WORK TO COMPLETE —
1. In the text on perpendicularity, what symbol can be used to represent the condition of perpendicularity graphically?
2. Turn the paragraph beginning "In geometry, two geometric objects are perpendicular" in the text on perpendicularity into a short bulleted list that keeps its main facts.
3. Go on with the text on perpendicularity, starting right after its final sentence.

DOCUMENT TEXT —
★ ★ ★ ★ ★ ★ ★
= Perpendicular =

Relationship between two lines that meet at a right angle

The segment AB is perpendicular to the segment CD because the two angles it creates (indicated in orange and blue) are each 90 degrees. The segment AB can be called the perpendicular from A to the segment CD, using "perpendicular" as a noun. The point B is called the foot of the perpendicular from A to segment CD, or simply, the foot of A on CD.

In geometry, two geometric objects are perpendicular if they intersect at right angles, i.e. at an angle of 90 degrees or π/2 radians. The condition of perpendicularity may be represented graphically using the perpendicular symbol, ⟂. Perpendicular intersections can happen between two lines (or two line segments), between a line and a plane, and between two planes.

Perpendicular is also used as a noun: a perpendicular is a line which is perpendicular to a given line or plane.

Perpendicularity is one particular instance of the more general mathematical concept of orthogonality; perpendicularity is the orthogonality of classical geometric objects. Thus, in advanced mathematics, the word "perpendicular" is sometimes used to describe much more complicated geometric orthogonality conditions, such as that between a surface and its normal vector.

A line is said to be perpendicular to another line if the two lines intersect at a right angle. Explicitly, a first line is perpendicular to a second line if (1) the two lines meet; and (2) at the point of intersection the straight angle on one side of the first line is cut by the second line into two congruent angles. Perpendicularity can be shown to be symmetric, meaning if a first line is perpendicular to a second line, then the second line is also perpendicular to the first. For this reason, we may speak of two lines as being perpendicular (to each other) without specifying an order. A great example of perpendicularity can be seen in any compass, note the cardinal points; North, East, South, West (NESW)
★ ★ ★ ★ ★ ★ ★
GIVEN RECORDS —
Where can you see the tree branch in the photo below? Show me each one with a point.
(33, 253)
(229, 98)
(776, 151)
★ ★ ★ ★ ★ ★ ★
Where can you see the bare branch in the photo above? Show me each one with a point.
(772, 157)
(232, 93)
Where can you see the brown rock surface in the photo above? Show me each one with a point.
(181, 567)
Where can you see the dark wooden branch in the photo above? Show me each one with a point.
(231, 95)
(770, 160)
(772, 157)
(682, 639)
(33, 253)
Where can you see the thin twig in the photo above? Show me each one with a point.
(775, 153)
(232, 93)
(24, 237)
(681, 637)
★ ★ ★ ★ ★ ★ ★
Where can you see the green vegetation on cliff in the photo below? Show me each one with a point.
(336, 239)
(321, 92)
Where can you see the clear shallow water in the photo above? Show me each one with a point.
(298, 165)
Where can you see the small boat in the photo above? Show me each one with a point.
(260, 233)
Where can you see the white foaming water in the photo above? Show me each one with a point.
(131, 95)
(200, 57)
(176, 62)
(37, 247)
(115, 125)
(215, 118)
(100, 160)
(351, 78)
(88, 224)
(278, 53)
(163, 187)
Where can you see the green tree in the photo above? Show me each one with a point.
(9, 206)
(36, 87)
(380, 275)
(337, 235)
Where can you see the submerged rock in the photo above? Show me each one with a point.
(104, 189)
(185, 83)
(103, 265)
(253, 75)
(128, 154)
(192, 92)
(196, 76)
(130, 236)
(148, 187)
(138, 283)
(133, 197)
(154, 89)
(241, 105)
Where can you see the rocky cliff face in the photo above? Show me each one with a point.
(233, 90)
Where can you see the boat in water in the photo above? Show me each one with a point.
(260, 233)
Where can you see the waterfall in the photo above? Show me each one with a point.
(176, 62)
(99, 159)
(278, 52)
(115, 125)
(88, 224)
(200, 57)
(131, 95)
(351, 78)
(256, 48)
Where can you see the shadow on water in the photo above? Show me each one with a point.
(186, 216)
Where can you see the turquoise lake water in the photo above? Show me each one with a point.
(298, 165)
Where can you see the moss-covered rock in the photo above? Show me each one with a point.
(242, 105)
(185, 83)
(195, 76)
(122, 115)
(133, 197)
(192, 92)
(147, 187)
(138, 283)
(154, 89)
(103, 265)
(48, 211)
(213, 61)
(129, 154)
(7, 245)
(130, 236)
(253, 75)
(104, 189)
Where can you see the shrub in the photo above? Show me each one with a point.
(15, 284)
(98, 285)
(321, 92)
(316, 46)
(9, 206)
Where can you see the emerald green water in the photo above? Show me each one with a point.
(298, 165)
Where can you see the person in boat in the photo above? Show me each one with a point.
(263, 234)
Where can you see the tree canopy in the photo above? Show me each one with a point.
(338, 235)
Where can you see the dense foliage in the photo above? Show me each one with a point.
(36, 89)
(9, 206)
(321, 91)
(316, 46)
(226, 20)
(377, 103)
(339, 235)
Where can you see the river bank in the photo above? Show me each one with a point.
★ ★ ★ ★ ★ ★ ★
OUTPUTS BY TASK —
1. The perpendicular symbol, ⟂.

2.
- Two geometric objects are perpendicular if they intersect at right angles, that is, at 90 degrees or π/2 radians.
- Perpendicularity can be shown graphically with the symbol ⟂.
- Perpendicular intersections can occur between two lines or line segments, between a line and a plane, and between two planes.

3.
The line N-S is perpendicular to the line W-E and the angles N-E, E-S, S-W and W-N are all 90° to one another.

Perpendicularity easily extends to segments and rays. For example, a line segment $\overline{AB}$ is perpendicular to a line segment $\overline{CD}$ if, when each is extended in both directions to form an infinite line, these two resulting lines are perpendicular in the sense above. In symbols, $\overline{AB} \perp \overline{CD}$ means line segment AB is perpendicular to line segment CD.

A line is said to be perpendicular to a plane if it is perpendicular to every line in the plane that it intersects. This definition depends on the definition of perpendicularity between lines.

Two planes in space are said to be perpendicular if the dihedral angle at which they meet is a right angle.

==Foot of a perpendicular==
The word foot is frequently used in connection with perpendiculars. This usage is exemplified in the top diagram, above, and its caption. The diagram can be in any orientation. The foot is not necessarily at the bottom.

More precisely, let A be a point and m a line. If B is the point of intersection of m and the unique line through A that is perpendicular to m, then B is called the foot of this perpendicular through A.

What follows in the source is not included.